LISTED ENTRIES
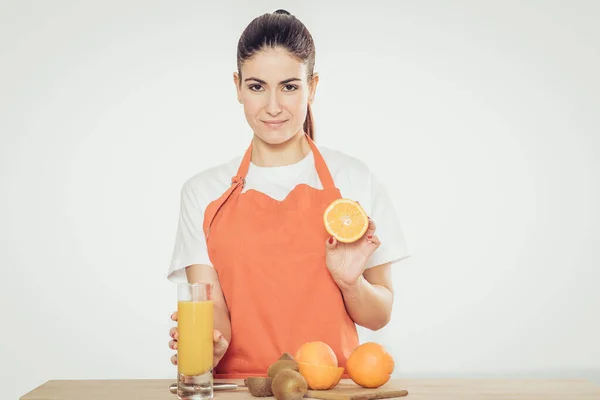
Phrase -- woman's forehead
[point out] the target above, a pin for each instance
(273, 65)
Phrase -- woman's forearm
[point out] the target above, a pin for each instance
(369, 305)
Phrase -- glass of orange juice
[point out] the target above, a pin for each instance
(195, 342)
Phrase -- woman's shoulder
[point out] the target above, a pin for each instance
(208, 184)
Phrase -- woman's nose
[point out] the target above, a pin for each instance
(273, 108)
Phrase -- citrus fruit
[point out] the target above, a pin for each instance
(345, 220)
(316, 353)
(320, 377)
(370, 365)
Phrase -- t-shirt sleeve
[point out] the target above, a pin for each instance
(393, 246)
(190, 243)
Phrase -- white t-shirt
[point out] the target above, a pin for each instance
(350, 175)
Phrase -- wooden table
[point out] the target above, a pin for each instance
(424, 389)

* * *

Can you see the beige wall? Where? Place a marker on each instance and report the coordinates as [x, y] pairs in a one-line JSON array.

WHAT TO PRODUCE
Go over the listing above and return each line with "woman".

ANSWER FOR THIS EXERCISE
Phrase -- woman's forehead
Phrase -- woman's forearm
Phrase -- woman's shoulder
Phrase -- woman's nose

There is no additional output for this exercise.